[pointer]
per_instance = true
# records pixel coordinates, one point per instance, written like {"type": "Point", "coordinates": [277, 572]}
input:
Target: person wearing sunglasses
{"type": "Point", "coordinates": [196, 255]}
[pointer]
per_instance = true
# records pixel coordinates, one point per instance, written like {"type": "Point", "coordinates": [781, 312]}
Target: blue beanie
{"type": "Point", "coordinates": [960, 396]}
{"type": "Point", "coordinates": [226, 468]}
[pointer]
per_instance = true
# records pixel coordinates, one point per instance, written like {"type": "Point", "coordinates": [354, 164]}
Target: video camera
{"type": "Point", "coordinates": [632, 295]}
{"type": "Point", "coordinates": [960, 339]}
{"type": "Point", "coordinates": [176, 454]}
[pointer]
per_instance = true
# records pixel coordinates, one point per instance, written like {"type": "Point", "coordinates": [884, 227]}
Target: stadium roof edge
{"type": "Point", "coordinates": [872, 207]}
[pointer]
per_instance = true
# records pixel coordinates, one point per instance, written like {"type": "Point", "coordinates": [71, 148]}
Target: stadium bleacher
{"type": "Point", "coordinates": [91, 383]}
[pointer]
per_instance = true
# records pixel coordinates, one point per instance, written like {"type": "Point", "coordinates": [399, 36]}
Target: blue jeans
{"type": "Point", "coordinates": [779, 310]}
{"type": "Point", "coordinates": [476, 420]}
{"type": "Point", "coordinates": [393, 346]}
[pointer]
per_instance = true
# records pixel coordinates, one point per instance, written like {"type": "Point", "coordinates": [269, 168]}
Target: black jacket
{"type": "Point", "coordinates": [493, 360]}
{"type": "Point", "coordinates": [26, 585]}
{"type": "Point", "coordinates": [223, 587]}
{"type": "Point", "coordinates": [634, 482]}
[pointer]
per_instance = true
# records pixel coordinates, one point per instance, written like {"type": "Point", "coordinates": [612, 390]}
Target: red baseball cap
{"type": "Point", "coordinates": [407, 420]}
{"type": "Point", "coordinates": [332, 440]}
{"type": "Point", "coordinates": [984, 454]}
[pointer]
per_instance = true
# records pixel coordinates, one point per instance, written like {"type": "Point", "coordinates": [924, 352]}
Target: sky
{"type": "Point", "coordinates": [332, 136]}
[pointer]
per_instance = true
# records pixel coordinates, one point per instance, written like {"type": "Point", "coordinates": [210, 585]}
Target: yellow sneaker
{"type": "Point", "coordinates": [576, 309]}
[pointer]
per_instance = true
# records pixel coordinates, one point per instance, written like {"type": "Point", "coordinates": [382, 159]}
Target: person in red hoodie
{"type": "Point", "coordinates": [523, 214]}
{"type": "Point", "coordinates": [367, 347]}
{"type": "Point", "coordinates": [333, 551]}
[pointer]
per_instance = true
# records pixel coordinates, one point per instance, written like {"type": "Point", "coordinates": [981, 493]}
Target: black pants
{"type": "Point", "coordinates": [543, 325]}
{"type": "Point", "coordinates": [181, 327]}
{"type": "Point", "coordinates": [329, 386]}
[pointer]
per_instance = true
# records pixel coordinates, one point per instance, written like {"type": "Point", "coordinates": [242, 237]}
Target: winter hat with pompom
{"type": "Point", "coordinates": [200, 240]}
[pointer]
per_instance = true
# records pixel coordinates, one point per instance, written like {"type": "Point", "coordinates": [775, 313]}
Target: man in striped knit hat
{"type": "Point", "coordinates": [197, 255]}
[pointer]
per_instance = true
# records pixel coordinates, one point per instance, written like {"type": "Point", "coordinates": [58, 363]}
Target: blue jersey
::::
Set task -> Return every entry exactly as given.

The answer ->
[pointer]
per_instance = true
# records pixel coordinates, one point per instance, written like {"type": "Point", "coordinates": [277, 572]}
input:
Target: person wearing sunglasses
{"type": "Point", "coordinates": [196, 255]}
[pointer]
per_instance = true
# records pixel coordinates, one point per instance, written like {"type": "Point", "coordinates": [781, 312]}
Target: blue beanie
{"type": "Point", "coordinates": [960, 396]}
{"type": "Point", "coordinates": [226, 468]}
[pointer]
per_instance = true
# records pixel coordinates, one point per instance, written like {"type": "Point", "coordinates": [354, 164]}
Target: video camera
{"type": "Point", "coordinates": [632, 295]}
{"type": "Point", "coordinates": [960, 339]}
{"type": "Point", "coordinates": [176, 454]}
[pointer]
per_instance = true
# records pixel coordinates, one point per instance, written like {"type": "Point", "coordinates": [884, 227]}
Target: stadium roof edge
{"type": "Point", "coordinates": [872, 207]}
[pointer]
per_instance = true
# records pixel coordinates, one point per instance, written like {"type": "Point", "coordinates": [71, 148]}
Target: stadium bleacher
{"type": "Point", "coordinates": [91, 383]}
[pointer]
per_instance = true
# records pixel coordinates, one point per instance, written like {"type": "Point", "coordinates": [399, 36]}
Target: blue jeans
{"type": "Point", "coordinates": [779, 310]}
{"type": "Point", "coordinates": [476, 420]}
{"type": "Point", "coordinates": [393, 346]}
[pointer]
per_instance = true
# records pixel coordinates, one point per instance, written like {"type": "Point", "coordinates": [269, 168]}
Target: black jacket
{"type": "Point", "coordinates": [493, 360]}
{"type": "Point", "coordinates": [26, 585]}
{"type": "Point", "coordinates": [223, 587]}
{"type": "Point", "coordinates": [634, 482]}
[pointer]
per_instance = true
# records pixel coordinates, one point per instance, written like {"type": "Point", "coordinates": [612, 390]}
Target: red baseball cap
{"type": "Point", "coordinates": [407, 420]}
{"type": "Point", "coordinates": [332, 440]}
{"type": "Point", "coordinates": [984, 454]}
[pointer]
per_instance = true
# records pixel coordinates, one point per instance, written like {"type": "Point", "coordinates": [924, 352]}
Target: sky
{"type": "Point", "coordinates": [332, 136]}
[pointer]
per_instance = true
# records pixel coordinates, one point per instance, written like {"type": "Point", "coordinates": [210, 585]}
Target: yellow sneaker
{"type": "Point", "coordinates": [576, 309]}
[pointer]
per_instance = true
# records pixel coordinates, one point per instance, written like {"type": "Point", "coordinates": [382, 159]}
Target: person in red hoodie
{"type": "Point", "coordinates": [523, 214]}
{"type": "Point", "coordinates": [367, 347]}
{"type": "Point", "coordinates": [333, 551]}
[pointer]
per_instance = true
# records pixel coordinates, one point per instance, written like {"type": "Point", "coordinates": [981, 493]}
Target: black pants
{"type": "Point", "coordinates": [543, 325]}
{"type": "Point", "coordinates": [181, 327]}
{"type": "Point", "coordinates": [329, 386]}
[pointer]
per_instance = true
# records pixel coordinates, one point per instance, written like {"type": "Point", "coordinates": [242, 237]}
Target: winter hat with pompom
{"type": "Point", "coordinates": [200, 240]}
[pointer]
per_instance = true
# records pixel coordinates, one point per instance, written like {"type": "Point", "coordinates": [775, 313]}
Target: man in striped knit hat
{"type": "Point", "coordinates": [197, 255]}
[pointer]
per_instance = true
# records pixel coordinates, one point per instance, written like {"type": "Point", "coordinates": [58, 363]}
Target: blue jersey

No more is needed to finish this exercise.